## Text
To evaluate the efficiency of the proposed framework, confusion matrix is estimated, which gives a detailed understanding of the classification process in Figure 2. The classification model’s usefulness and productivity was measured using the traditional metrics of accuracy, precision, and recall. Precision is the calculation of the model’s correct predictions all over all predictions. Corresponding graphs of the Receiver Operating Characteristics (ROC) curves are being depicted as in Figure 3.

Figure 2.

Confusion matrix of of the top two accuracy of the model obtained by respective classifiers (a) RF (b) XGB with respect to COVID-19, Normal, and Pneumonia patient chest x-ray images.

Figure 3.

ROC-AUC curve of the top two accuracy of the model obtained by respective classifiers (a) RF XGB with respect to COVID-19, Normal, and Pneumonia patient chest x-ray images.

Method

Concoction of Dataset

We instantiated our proposed methodology with two publicly available datasets: Chest X-Ray Images (Pneumonia)¹ and COVID-19 public dataset from Italy ². For the training of the ResNet152 model architecture, a total of 5840 images are used with 5216 images for training (1341 for Normal class and 3875 for Pneumonia class) with the remaining 624 (234 for Normal class and 390 for Pneumonia class) in testing. For the final classification of COVID-19 patients by the machine learning classifiers, we used the images from the Chest X-ray Images (Pneumonia) dataset with 2748 images where 1833 (with 42 from COVID-19 patients, 894 in Normal patients and 897 in Pneumonia patients) images for training and 915 (with 20 from COVID-19 patients, 447 in Normal patients and 448 in Pneumonia patients) for testing whose samples are as shown in Figure 4. The number of the images used in the experiment from both the datasets are as depicted in Table 3 and Table 4.

Figure 4.

## Exercise aim
In the passage on chest X-ray classification, copy everything from "To evaluate the" down to "in Figure 3.", swapping "traditional metrics" for "standard metrics".

## Record excerpts
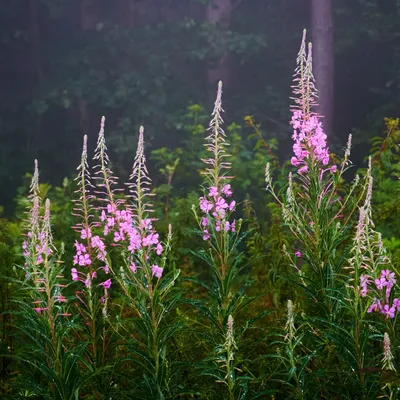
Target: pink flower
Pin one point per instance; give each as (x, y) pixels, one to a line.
(304, 168)
(74, 274)
(86, 233)
(213, 191)
(156, 271)
(106, 284)
(205, 205)
(375, 306)
(294, 161)
(133, 267)
(118, 236)
(204, 221)
(388, 311)
(226, 190)
(152, 238)
(220, 204)
(206, 235)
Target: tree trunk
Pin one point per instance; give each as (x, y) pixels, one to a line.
(220, 14)
(323, 60)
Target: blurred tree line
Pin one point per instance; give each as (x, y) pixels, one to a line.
(67, 62)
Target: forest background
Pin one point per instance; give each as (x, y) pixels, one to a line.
(156, 63)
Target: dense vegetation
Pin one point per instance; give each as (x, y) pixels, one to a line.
(242, 258)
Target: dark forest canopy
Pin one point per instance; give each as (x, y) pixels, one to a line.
(67, 62)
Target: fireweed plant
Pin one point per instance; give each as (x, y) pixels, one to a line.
(43, 320)
(113, 324)
(344, 280)
(123, 247)
(226, 295)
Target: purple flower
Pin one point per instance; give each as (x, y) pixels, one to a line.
(74, 274)
(204, 221)
(226, 190)
(388, 311)
(106, 284)
(156, 271)
(205, 205)
(206, 235)
(213, 191)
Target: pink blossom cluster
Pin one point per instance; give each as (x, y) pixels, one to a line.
(41, 248)
(83, 258)
(216, 205)
(309, 138)
(123, 229)
(384, 284)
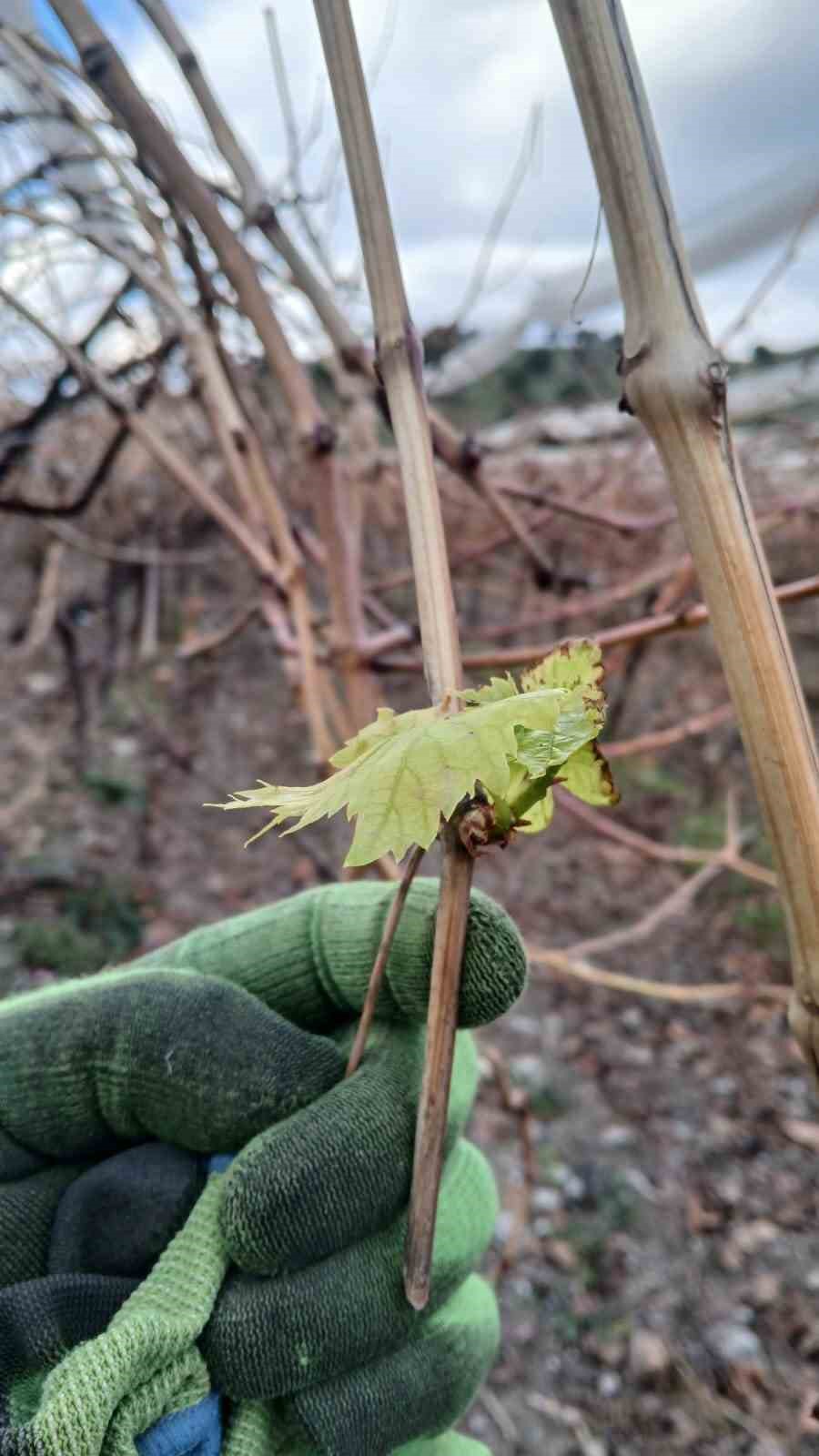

## Response area
To evaluate the efficiency of the proposed framework, confusion matrix is estimated, which gives a detailed understanding of the classification process in Figure 2. The classification model’s usefulness and productivity was measured using the standard metrics of accuracy, precision, and recall. Precision is the calculation of the model’s correct predictions all over all predictions. Corresponding graphs of the Receiver Operating Characteristics (ROC) curves are being depicted as in Figure 3.